Could you lay out the lines below as a numbered list, skipping any blank lines and leaving the pictures out of your answer?

════════════════

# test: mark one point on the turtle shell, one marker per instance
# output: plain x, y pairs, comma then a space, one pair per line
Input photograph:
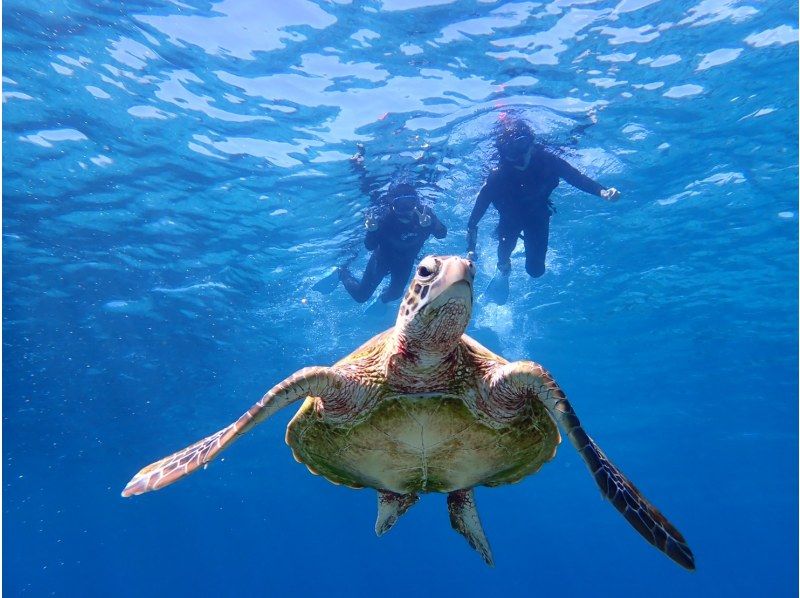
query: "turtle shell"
423, 443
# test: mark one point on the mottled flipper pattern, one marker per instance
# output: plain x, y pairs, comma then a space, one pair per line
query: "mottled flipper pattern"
392, 506
308, 381
525, 377
465, 520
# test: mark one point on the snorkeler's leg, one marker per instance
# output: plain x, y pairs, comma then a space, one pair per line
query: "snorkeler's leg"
507, 233
376, 269
400, 269
498, 289
537, 233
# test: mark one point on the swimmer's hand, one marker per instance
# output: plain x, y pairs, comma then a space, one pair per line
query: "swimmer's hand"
472, 240
610, 194
424, 217
357, 159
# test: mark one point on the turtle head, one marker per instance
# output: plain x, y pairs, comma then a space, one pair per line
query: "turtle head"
436, 309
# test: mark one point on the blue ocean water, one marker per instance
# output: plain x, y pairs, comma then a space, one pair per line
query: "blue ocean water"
176, 178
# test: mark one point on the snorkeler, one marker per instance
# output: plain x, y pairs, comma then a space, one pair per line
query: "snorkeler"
397, 227
520, 188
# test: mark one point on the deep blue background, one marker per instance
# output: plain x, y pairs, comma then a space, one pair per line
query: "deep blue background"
176, 179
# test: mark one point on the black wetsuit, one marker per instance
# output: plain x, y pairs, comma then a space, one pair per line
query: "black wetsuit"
522, 198
395, 246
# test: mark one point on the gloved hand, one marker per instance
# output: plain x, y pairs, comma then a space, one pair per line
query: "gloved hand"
610, 194
424, 217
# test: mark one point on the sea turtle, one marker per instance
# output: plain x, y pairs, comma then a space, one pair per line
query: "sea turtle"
424, 408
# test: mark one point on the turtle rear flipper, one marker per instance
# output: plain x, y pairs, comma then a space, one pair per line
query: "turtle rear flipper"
308, 381
523, 378
392, 506
465, 520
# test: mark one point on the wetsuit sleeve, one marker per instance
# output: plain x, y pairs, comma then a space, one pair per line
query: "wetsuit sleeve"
438, 229
481, 205
573, 176
373, 238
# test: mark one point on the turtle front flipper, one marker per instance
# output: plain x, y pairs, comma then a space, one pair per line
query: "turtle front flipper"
308, 381
514, 382
465, 520
392, 506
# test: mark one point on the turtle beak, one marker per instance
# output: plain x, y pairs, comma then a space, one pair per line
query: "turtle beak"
455, 278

════════════════

### Output for this exercise
1. # test: mark one point on the turtle shell, one marker per instance
2. # output: plain x, y pairs, comma then a space, one pair per line
3. Input photograph:
4. query: "turtle shell"
5. 423, 443
6. # test: mark one point on the mottled flipper pattern, one marker per instance
7. # output: plain x, y pairs, comma then a space, one pair per line
8. query: "mottled flipper pattern"
9. 392, 506
10. 308, 381
11. 525, 377
12. 465, 520
13. # test: mark one point on the snorkeler's leg, one marker per instance
14. # output: plain x, y pairs, comma then a space, one pair per line
15. query: "snorkeler's leg"
16. 507, 233
17. 376, 269
18. 400, 269
19. 498, 289
20. 537, 233
21. # test: mark one point on the swimmer's hand, one marker per instance
22. # output: plain x, y pairs, comma then a space, one pair per line
23. query: "swimmer's hand"
24. 472, 240
25. 610, 194
26. 424, 217
27. 357, 159
28. # test: mark one point on the turtle head, one marker per instance
29. # output: plain x, y pairs, comma then a space, one pair per line
30. query: "turtle head"
31. 436, 309
32. # test: mark one point on the blue ocean water, one marker per instance
33. # output: plain x, y pairs, comma then a space, one pair per line
34. query: "blue ocean water"
35. 176, 178
36. # test: mark one point on the snorkeler, one marker per instance
37. # output: plain x, y pairs, comma then a space, one pair per line
38. query: "snorkeler"
39. 397, 227
40. 520, 188
41. # test: mark one point on the deep blue background, one marker per instance
42. # output: plain x, y pairs, comma then a space, one pair per line
43. query: "deep blue background"
44. 176, 179
45. # test: mark one point on the black wetsuit, one marker per instance
46. # output: plain x, y pairs, comma then a space, one pair per line
47. query: "black wetsuit"
48. 522, 198
49. 395, 246
50. # test: mark one point on the gloved hand, one marker per instance
51. # output: plain x, y pairs, comma then a space, one pair per line
52. query: "gloved hand"
53. 610, 194
54. 424, 217
55. # test: mark one point on the sea turtle, one marker per instance
56. # output: plain x, y pairs, comma then a space, one pair per line
57. query: "sea turtle"
58. 424, 408
59. # test: mark one point on the turtle rear flipper, one marker per instance
60. # output: plain x, y pairs, comma then a space, one pair per line
61. query: "turtle rear flipper"
62. 308, 381
63. 523, 378
64. 392, 506
65. 465, 520
66. # test: mark one point on the wetsuit sleeve, one marker per instance
67. # output: plain x, y pairs, comma then a space, one pair per line
68. query: "wetsuit sleeve"
69. 438, 229
70. 481, 205
71. 573, 176
72. 373, 238
73. # test: mark one point on the turtle front flipper, one marker per instance
74. # output: plain x, y pairs, comma then a space, one pair per line
75. query: "turtle front flipper"
76. 308, 381
77. 514, 382
78. 465, 520
79. 392, 506
80. # test: mark one point on the turtle beak, one marker per instance
81. # output: plain x, y pairs, comma then a space, one pair per line
82. query: "turtle beak"
83. 455, 278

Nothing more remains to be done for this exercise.